**Entries from a point annotation set**
=====

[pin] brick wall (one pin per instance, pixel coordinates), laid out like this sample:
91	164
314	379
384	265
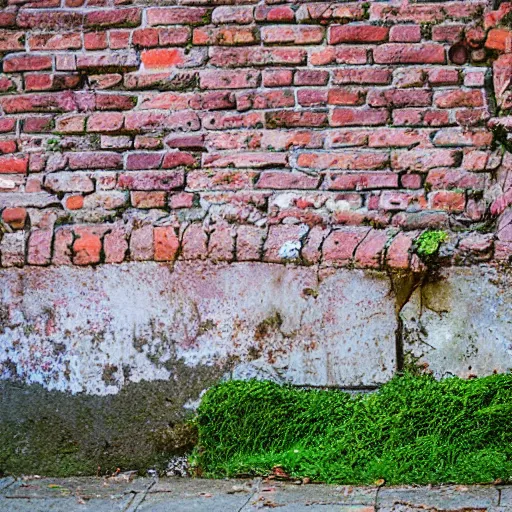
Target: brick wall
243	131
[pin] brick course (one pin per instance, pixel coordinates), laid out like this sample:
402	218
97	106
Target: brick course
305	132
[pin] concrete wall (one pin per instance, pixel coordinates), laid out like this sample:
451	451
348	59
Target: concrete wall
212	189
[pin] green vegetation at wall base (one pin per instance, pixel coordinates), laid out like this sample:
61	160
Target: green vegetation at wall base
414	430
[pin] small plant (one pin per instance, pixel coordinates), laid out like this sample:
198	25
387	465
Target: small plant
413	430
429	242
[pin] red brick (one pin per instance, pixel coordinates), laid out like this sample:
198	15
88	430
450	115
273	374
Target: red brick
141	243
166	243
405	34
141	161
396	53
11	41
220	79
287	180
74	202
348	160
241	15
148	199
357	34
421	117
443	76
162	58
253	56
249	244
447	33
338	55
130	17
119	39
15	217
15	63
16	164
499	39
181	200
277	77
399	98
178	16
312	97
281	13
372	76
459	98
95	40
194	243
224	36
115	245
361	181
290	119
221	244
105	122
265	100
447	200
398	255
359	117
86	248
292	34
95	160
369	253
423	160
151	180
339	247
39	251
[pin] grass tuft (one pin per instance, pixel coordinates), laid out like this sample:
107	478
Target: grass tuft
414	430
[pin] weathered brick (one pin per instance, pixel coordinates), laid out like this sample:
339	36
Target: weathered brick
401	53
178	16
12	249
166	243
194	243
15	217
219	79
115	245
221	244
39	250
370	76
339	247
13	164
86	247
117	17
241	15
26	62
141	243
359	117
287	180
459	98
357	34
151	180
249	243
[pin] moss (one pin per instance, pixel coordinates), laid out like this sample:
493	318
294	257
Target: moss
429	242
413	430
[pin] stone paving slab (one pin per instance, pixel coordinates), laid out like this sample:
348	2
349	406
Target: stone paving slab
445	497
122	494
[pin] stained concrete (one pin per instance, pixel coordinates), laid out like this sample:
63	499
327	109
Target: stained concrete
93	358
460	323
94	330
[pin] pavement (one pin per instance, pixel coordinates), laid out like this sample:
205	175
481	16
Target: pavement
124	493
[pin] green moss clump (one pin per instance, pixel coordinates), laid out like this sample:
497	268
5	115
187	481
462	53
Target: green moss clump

=====

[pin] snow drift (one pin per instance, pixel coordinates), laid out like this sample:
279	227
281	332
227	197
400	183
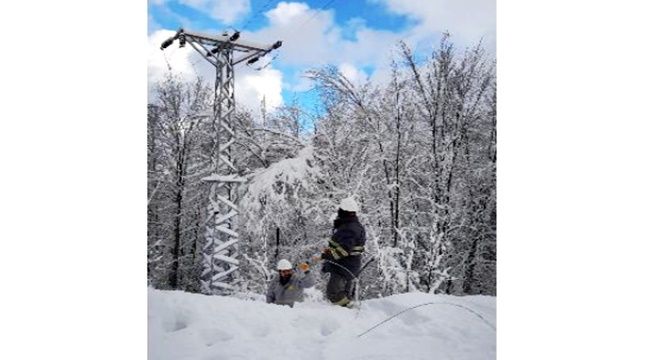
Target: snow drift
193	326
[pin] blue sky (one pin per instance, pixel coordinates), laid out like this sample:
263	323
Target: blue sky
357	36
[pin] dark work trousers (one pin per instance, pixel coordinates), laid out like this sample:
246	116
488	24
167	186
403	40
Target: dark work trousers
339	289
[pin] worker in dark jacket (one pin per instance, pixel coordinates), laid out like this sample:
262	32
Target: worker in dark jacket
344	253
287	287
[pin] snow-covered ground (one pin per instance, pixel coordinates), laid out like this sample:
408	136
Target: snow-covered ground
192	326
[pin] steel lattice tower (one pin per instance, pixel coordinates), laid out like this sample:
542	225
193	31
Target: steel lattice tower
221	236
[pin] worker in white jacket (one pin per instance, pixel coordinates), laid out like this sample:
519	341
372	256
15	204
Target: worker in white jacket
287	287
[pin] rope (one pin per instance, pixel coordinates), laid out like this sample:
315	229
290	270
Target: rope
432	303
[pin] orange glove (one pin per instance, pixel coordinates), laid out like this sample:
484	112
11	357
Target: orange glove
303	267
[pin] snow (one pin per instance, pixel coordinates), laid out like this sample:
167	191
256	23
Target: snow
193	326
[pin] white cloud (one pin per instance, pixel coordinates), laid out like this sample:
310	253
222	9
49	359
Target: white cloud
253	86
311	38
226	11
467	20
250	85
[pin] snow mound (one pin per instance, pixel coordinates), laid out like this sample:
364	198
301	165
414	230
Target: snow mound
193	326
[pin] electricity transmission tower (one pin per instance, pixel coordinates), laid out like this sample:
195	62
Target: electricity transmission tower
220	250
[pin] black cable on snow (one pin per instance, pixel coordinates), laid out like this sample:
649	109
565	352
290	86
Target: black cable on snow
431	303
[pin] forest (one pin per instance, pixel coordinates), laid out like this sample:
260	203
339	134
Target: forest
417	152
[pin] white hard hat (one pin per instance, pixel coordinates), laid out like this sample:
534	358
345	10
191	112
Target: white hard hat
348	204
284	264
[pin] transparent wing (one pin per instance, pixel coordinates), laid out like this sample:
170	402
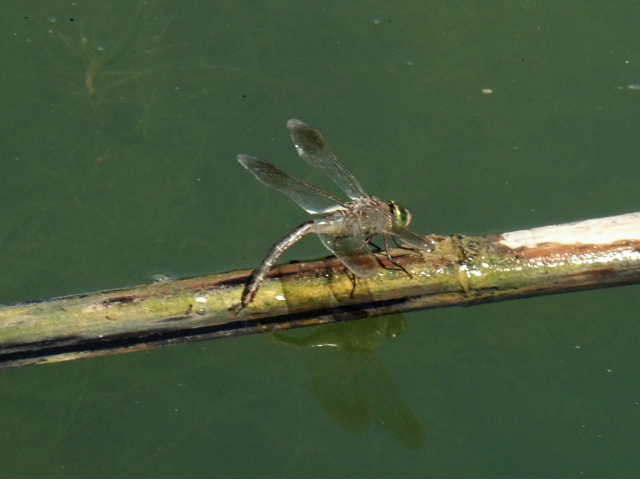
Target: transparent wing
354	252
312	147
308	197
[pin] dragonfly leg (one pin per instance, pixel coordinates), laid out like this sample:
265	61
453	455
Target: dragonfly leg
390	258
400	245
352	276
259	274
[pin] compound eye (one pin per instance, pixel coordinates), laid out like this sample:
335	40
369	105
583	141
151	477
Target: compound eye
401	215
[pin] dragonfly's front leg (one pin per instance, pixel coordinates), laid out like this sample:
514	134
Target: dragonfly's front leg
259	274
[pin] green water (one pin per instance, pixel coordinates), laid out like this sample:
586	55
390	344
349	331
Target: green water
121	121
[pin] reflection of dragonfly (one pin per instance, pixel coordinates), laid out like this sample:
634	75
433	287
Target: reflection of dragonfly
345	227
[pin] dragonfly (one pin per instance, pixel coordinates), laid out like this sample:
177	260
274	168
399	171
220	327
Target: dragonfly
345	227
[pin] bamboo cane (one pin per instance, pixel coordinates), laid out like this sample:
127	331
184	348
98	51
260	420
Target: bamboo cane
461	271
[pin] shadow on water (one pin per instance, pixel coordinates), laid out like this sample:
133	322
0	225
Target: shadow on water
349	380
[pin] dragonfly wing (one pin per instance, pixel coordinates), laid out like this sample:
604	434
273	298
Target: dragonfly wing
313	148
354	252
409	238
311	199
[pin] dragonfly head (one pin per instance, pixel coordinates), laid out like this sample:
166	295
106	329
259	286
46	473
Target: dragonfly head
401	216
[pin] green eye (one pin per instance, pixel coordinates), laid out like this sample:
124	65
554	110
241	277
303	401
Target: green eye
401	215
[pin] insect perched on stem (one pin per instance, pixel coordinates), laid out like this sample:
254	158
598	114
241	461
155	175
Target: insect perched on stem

=====

Print verbatim the stretch of lines from the one containing "[pin] dragonfly leg" through the one containing "Target: insect perched on stem", including both ends.

[pin] dragonfly leg (one pin per instance, pixel coordinates), laid out like this sample:
265	61
453	455
Target: dragonfly leg
390	258
400	245
352	276
259	274
[pin] compound eye (one pin per instance, pixel coordinates), laid out like this sample:
335	40
369	105
583	141
151	477
Target: compound eye
401	215
[pin] dragonfly's front leg (one pin per instance, pixel coordinates), laid out like this sample:
514	134
Target: dragonfly's front leg
259	274
[pin] green water (one pin per instance, pixel coordinates), laid out like this sample:
586	55
390	344
349	331
Target: green water
121	121
[pin] reflection of dragonfly (one pin per instance, pixel coordinates), laid out like this sample:
634	75
433	287
Target: reflection of dragonfly
345	227
[pin] dragonfly (one pin per instance, pixel coordinates), laid out like this sample:
177	260
274	168
399	171
220	327
Target: dragonfly
345	227
[pin] bamboo cane (one pin per instance, pixel coordinates), laid out like this sample:
127	331
184	348
98	51
260	420
Target: bamboo cane
461	271
[pin] shadow on water (one pin per instance, pixel coordinates), laid out like this sample:
133	322
0	225
Target: shadow on water
349	380
[pin] dragonfly wing (one pin per instance, pixel coordinates), laid out like this sample:
604	434
273	298
Target: dragonfly wing
313	148
354	252
409	238
311	199
[pin] dragonfly head (one pin per instance, pixel coordinates), laid out like this sample:
166	295
106	329
259	286
46	473
Target: dragonfly head
401	216
[pin] green eye (one pin per instance, pixel coordinates), laid out like this sample:
124	65
554	110
241	277
303	401
Target: green eye
401	215
[pin] insect perched on stem (one pin per instance, pixel coordinates), laid out like this sample:
254	158
598	114
241	461
155	175
Target: insect perched on stem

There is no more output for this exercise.